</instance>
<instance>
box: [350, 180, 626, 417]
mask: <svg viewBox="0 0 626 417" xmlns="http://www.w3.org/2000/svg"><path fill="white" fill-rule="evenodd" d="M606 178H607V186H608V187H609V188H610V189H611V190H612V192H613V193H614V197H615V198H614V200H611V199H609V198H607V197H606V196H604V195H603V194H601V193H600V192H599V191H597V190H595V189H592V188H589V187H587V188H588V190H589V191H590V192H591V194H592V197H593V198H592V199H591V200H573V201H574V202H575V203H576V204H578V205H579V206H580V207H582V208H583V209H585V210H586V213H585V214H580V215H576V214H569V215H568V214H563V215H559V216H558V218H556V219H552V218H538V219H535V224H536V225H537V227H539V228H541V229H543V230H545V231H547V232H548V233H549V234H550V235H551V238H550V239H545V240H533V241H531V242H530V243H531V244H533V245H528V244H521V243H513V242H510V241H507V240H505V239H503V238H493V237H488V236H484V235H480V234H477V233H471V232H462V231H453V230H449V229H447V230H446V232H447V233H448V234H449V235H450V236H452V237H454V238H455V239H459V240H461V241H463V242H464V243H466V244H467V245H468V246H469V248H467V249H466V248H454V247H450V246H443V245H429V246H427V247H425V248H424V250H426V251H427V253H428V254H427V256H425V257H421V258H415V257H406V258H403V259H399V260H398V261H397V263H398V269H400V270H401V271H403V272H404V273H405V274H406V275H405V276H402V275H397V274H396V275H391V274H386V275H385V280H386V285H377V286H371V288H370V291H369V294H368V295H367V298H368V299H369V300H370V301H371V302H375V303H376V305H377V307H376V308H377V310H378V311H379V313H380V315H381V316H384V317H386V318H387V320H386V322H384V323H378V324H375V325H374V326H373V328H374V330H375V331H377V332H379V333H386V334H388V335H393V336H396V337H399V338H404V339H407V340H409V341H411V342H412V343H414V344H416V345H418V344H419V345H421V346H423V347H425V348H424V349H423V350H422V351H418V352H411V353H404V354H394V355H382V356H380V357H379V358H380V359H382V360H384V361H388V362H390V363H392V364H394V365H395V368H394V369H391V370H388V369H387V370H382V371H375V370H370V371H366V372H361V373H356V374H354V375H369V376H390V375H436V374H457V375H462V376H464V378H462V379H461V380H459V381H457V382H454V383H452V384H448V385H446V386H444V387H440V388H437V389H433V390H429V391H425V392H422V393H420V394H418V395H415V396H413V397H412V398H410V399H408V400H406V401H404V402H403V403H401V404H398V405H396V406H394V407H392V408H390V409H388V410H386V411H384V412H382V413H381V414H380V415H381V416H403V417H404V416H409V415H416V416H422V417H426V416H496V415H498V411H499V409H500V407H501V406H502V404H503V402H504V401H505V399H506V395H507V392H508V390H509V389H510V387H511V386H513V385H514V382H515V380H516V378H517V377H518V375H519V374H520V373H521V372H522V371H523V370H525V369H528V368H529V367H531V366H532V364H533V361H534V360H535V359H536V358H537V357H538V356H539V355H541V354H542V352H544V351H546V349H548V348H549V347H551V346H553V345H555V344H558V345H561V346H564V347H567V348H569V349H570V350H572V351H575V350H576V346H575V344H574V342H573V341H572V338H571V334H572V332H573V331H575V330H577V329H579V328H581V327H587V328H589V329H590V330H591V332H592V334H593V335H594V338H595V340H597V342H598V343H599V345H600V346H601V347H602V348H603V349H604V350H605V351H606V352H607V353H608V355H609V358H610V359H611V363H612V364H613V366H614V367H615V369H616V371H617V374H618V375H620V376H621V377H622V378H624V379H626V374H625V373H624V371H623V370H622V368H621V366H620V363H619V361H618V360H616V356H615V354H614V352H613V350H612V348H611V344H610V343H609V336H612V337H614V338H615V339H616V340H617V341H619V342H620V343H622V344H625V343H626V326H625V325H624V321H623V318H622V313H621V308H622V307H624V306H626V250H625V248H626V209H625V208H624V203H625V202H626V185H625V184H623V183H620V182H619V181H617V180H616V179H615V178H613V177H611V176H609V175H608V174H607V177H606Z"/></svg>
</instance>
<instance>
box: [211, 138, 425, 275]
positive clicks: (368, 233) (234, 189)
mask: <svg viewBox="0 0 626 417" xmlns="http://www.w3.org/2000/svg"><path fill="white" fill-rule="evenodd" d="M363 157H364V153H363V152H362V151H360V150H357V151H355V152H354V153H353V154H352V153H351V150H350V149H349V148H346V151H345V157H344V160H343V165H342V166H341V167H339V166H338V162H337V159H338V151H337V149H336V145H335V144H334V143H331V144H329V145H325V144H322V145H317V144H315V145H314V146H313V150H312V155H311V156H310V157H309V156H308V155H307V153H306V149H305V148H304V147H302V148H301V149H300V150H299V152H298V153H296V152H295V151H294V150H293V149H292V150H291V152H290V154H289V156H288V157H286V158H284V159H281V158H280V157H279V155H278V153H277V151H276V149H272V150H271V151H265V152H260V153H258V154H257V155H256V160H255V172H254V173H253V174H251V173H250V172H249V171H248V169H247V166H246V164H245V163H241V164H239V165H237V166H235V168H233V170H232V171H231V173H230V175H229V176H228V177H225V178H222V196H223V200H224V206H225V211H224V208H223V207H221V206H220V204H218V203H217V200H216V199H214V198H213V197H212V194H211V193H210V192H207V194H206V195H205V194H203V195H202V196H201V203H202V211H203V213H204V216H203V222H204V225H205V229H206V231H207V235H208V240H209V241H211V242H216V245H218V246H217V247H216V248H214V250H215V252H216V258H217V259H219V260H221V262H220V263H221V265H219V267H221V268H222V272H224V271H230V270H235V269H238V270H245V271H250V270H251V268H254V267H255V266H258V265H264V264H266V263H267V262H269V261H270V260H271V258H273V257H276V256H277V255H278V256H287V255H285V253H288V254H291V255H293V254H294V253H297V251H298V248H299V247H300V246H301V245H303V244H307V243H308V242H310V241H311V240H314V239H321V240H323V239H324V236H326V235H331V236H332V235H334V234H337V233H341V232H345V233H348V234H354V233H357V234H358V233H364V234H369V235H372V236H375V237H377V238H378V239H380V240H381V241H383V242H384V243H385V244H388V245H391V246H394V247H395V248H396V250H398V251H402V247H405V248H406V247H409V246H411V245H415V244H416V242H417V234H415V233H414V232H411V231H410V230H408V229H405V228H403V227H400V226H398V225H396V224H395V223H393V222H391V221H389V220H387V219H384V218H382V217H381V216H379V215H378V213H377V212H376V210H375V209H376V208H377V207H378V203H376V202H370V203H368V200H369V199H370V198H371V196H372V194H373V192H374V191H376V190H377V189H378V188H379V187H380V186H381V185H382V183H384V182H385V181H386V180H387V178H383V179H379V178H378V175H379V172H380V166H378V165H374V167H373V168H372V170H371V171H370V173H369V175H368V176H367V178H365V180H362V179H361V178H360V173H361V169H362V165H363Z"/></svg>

○ ○ ○ ○ ○

Give the full listing above again, exactly as it was presented.

</instance>
<instance>
box: [350, 180, 626, 417]
mask: <svg viewBox="0 0 626 417" xmlns="http://www.w3.org/2000/svg"><path fill="white" fill-rule="evenodd" d="M606 178H607V186H608V187H609V188H610V189H611V190H612V192H613V193H614V197H615V198H614V200H611V199H609V198H607V197H606V196H604V195H603V194H601V193H600V192H599V191H597V190H595V189H592V188H589V187H587V188H588V190H589V191H590V192H591V194H592V197H593V198H592V199H591V200H573V201H574V202H575V203H576V204H578V205H579V206H580V207H582V208H583V209H585V210H586V213H585V214H580V215H576V214H569V215H568V214H563V215H559V216H558V218H556V219H552V218H538V219H535V224H536V225H537V227H539V228H541V229H543V230H545V231H547V232H548V233H549V234H550V235H551V238H550V239H545V240H533V241H531V242H530V243H531V244H533V245H528V244H521V243H513V242H510V241H507V240H505V239H503V238H493V237H488V236H484V235H480V234H477V233H471V232H462V231H453V230H449V229H447V230H446V232H447V233H448V234H449V235H450V236H452V237H454V238H455V239H459V240H461V241H463V242H464V243H466V244H467V245H468V246H469V248H467V249H466V248H454V247H450V246H443V245H429V246H427V247H425V248H424V250H426V251H427V253H428V254H427V256H425V257H421V258H415V257H406V258H403V259H399V260H398V261H397V263H398V269H400V270H401V271H403V272H404V273H405V274H406V275H405V276H402V275H397V274H396V275H391V274H386V275H385V280H386V285H377V286H371V288H370V291H369V294H368V295H367V298H368V299H369V300H370V301H371V302H375V303H376V305H377V307H376V308H377V310H378V311H379V313H380V315H381V316H384V317H386V318H387V320H386V322H384V323H378V324H375V325H374V326H373V328H374V330H375V331H377V332H379V333H386V334H388V335H393V336H396V337H399V338H404V339H407V340H409V341H411V342H412V343H414V344H416V345H418V344H419V345H421V346H423V347H425V348H424V349H423V350H422V351H418V352H411V353H404V354H394V355H382V356H380V357H379V358H380V359H382V360H384V361H388V362H390V363H392V364H394V365H395V368H394V369H391V370H388V369H387V370H382V371H375V370H370V371H366V372H361V373H356V374H354V375H369V376H390V375H436V374H457V375H462V376H464V378H462V379H461V380H459V381H457V382H454V383H452V384H448V385H446V386H444V387H440V388H437V389H433V390H429V391H425V392H422V393H420V394H418V395H415V396H413V397H412V398H410V399H408V400H406V401H404V402H403V403H401V404H398V405H396V406H394V407H392V408H390V409H388V410H386V411H384V412H382V413H381V414H380V415H381V416H403V417H404V416H409V415H416V416H422V417H426V416H496V415H498V411H499V409H500V407H501V406H502V404H503V402H504V401H505V399H506V395H507V392H508V390H509V389H510V387H511V386H513V385H514V382H515V380H516V378H517V377H518V375H519V374H520V373H521V372H522V371H523V370H525V369H528V368H529V367H531V366H532V364H533V361H534V360H535V359H536V358H537V357H538V356H539V355H541V354H542V352H544V351H546V349H548V348H549V347H551V346H553V345H555V344H558V345H561V346H564V347H567V348H569V349H570V350H572V351H575V350H576V346H575V344H574V342H573V341H572V338H571V334H572V332H573V331H575V330H577V329H579V328H581V327H587V328H589V329H590V330H591V332H592V334H593V335H594V338H595V340H597V342H598V343H599V345H600V346H601V347H602V348H603V349H604V350H605V351H606V352H607V353H608V355H609V358H610V359H611V363H612V364H613V366H614V367H615V369H616V371H617V374H618V375H620V376H621V377H622V378H624V379H626V374H625V373H624V371H623V370H622V368H621V366H620V363H619V361H618V360H616V356H615V354H614V352H613V350H612V348H611V344H610V343H609V336H612V337H614V338H615V339H616V340H617V341H619V342H620V343H622V344H625V343H626V326H625V325H624V321H623V318H622V313H621V308H622V307H624V306H626V250H625V248H626V209H625V208H624V203H625V202H626V185H625V184H623V183H620V182H619V181H617V180H616V179H615V178H613V177H611V176H609V175H608V174H607V177H606Z"/></svg>
</instance>
<instance>
box: [211, 138, 425, 275]
positive clicks: (368, 233) (234, 189)
mask: <svg viewBox="0 0 626 417" xmlns="http://www.w3.org/2000/svg"><path fill="white" fill-rule="evenodd" d="M363 157H364V153H363V152H362V151H360V150H357V151H355V152H354V153H353V154H352V153H351V150H350V149H349V148H346V151H345V157H344V160H343V165H342V166H341V167H339V166H338V162H337V159H338V151H337V149H336V145H335V144H334V143H331V144H329V145H325V144H322V145H317V144H315V145H314V146H313V150H312V155H311V156H310V157H309V156H308V155H307V153H306V149H305V148H304V147H302V148H301V149H300V150H299V152H298V153H296V152H295V151H294V150H293V149H292V150H291V152H290V154H289V156H288V157H286V158H284V159H281V158H280V157H279V155H278V153H277V151H276V149H272V150H271V151H265V152H260V153H258V154H257V155H256V160H255V172H254V173H253V174H251V173H250V172H249V171H248V169H247V166H246V164H245V163H241V164H239V165H237V166H235V168H233V170H232V171H231V173H230V175H229V176H228V177H225V178H222V196H223V200H224V206H225V211H224V208H223V207H221V206H220V204H218V203H217V200H216V199H214V198H213V197H212V194H211V193H210V192H207V194H206V195H205V194H203V195H202V196H201V203H202V211H203V213H204V216H203V222H204V225H205V229H206V231H207V235H208V240H209V241H211V242H216V245H218V246H217V247H216V248H214V250H215V252H216V258H217V259H219V260H221V262H220V263H221V265H219V267H221V268H222V272H224V271H230V270H235V269H238V270H245V271H250V270H251V268H254V267H255V266H258V265H264V264H266V263H267V262H269V261H270V260H271V258H273V257H276V256H277V255H278V256H287V255H285V253H288V254H291V255H293V254H294V253H297V251H298V248H299V247H300V246H301V245H303V244H307V243H308V242H310V241H311V240H314V239H321V240H323V239H324V236H326V235H331V236H332V235H334V234H337V233H341V232H345V233H348V234H354V233H357V234H358V233H364V234H369V235H372V236H375V237H377V238H378V239H380V240H381V241H383V242H384V243H385V244H388V245H391V246H394V247H395V248H396V250H398V251H402V247H405V248H406V247H409V246H411V245H415V244H416V242H417V234H415V233H414V232H411V231H410V230H408V229H405V228H403V227H400V226H398V225H396V224H395V223H393V222H391V221H389V220H387V219H384V218H382V217H381V216H379V215H378V213H377V212H376V210H375V209H376V208H377V207H378V203H376V202H370V203H368V200H369V199H370V198H371V196H372V194H373V192H374V191H376V190H377V189H378V188H379V187H380V186H381V185H382V183H384V182H385V181H386V180H387V178H383V179H379V178H378V175H379V172H380V166H378V165H374V167H373V168H372V170H371V171H370V173H369V175H368V176H367V178H365V180H362V179H361V178H360V173H361V169H362V165H363Z"/></svg>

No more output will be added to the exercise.